● **EXERCISE OBJECTIVE**
Please pick up the proof that some power of 2 has its first and last k digits all 1s and 2s, and write what comes after its last sentence.

This problem is unlikely to have a simple proof, because the following holds:

Theorem. For any $k$, there exists a power of $2$ whose first $k$ digits and last $k$ digits are all either $1$ or $2$.

Proof. We begin with looking at the last digits, taking $2^n \bmod 10^k$. For sufficiently large $n$, $2^n \equiv 0 \pmod{2^k}$. Since $2$ is a primitive root modulo $5$ and modulo $5^2$, it is a primitive root modulo $5^k$ for any $k$ (Wikipedia), so we can have $2^n \equiv b \pmod{10^k}$ for any $b$ such that $b \equiv 0 \pmod{2^k}$.

This is possible to accomplish with only $1$ and $2$ as digits. We start with $b_1=2$ for $k=1$, and extend $b_{k-1} \equiv 0 \pmod{2^{k-1}}$ to $b_k \equiv 0 \pmod{2^k}$ by the rule:

  • If $b_{k-1} \equiv 0 \pmod{2^k}$, take $b_k = 2\cdot 10^{k-1} + b_{k-1}$.
  • If $b_{k-1} \equiv 2^{k-1} \pmod {2^k}$, take $b_k = 10^{k-1} + b_{k-1}$.

(This works because $10^{k-1} \equiv 2^{k-1} \pmod 2^k$.)

There is a unique sequence of digits ending $\dots211111212122112$ that we obtain in this way; reversed, it is A023396 in the OEIS.

● **EXTRACTED DATA**

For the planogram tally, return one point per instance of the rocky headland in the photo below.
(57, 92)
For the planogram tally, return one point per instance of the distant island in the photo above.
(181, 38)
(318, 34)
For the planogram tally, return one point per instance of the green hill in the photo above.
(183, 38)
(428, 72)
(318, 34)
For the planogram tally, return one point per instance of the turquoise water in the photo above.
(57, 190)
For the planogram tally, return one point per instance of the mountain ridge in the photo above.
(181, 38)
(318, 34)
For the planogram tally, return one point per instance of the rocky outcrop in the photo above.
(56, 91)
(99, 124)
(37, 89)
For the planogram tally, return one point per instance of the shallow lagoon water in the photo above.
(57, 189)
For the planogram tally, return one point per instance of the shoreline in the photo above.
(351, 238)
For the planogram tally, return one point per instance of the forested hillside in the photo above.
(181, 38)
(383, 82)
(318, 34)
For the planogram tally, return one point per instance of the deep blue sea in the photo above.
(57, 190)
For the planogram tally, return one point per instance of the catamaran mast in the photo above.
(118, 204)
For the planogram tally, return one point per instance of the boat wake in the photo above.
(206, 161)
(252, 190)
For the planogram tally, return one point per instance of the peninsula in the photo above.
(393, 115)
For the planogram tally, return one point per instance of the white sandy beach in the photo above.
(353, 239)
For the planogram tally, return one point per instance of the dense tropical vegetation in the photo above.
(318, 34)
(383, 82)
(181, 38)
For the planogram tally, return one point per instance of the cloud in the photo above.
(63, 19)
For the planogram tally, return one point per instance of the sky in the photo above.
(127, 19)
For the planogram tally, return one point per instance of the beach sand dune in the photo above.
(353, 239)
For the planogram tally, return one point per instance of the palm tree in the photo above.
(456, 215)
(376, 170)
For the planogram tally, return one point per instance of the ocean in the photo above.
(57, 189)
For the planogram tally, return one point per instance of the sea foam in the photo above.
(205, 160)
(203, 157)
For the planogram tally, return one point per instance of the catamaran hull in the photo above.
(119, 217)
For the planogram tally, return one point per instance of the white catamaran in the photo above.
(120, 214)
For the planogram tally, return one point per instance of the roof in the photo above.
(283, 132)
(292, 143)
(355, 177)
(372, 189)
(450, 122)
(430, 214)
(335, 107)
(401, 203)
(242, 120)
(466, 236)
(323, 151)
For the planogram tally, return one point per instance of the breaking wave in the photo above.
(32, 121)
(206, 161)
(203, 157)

● **RESULT BELOW**
To make sure that $2^n$ ends in $b_k$, there will be some condition along the lines of $$n \equiv c \pmod{\phi(5^k)}$$ or $n = c + n' \phi(5^k)$ for some $n'$. From there, getting the first $k$ digits to be $1$ or $2$ is easy along the lines of a recently popular question. We might as well aim for the sequence $\smash{\underbrace{111\dots111}_k}$, because we can. To do this, we want $$\log_{10} 1.11\dots1 < \left\{\left(c + n' \cdot \phi(5^k)\right)\log_{10} 2\right\} < \log_{10} 1.11\dots2$$ where $\{x\}$ denotes the fractional part of $x$. This translates into a condition of the form $$\{n \cdot \log_{10} 2^{\phi(5^k)}\} \in I_k$$ for some interval $I_k$, which we know is possible because $\alpha = \log_{10} 2^{\phi(5^k)}$ is irrational, and therefore the sequence $\{\alpha\}, \{2\alpha\}, \{3\alpha\}, \dots$ is dense in $[0,1]$.

This concludes the proof.

Instead of the digits $\{1,2\}$ we could have used the digits $\{1,4\}$ or $\{1,8\}$ and given a similar proof; if we multiply the solution to one of these by $2$ or $4$, we get a power of $2$ whose first and last digits come from the set $\{2,4\}$ or $\{2,8\}$ or $\{4,8\}$. (We can't do this with just the set $\{0,1\}$ or $\{0,2\}$ or $\{0,4\}$ or $\{0,8\}$, because eventually we can rule these out by a modular condition.)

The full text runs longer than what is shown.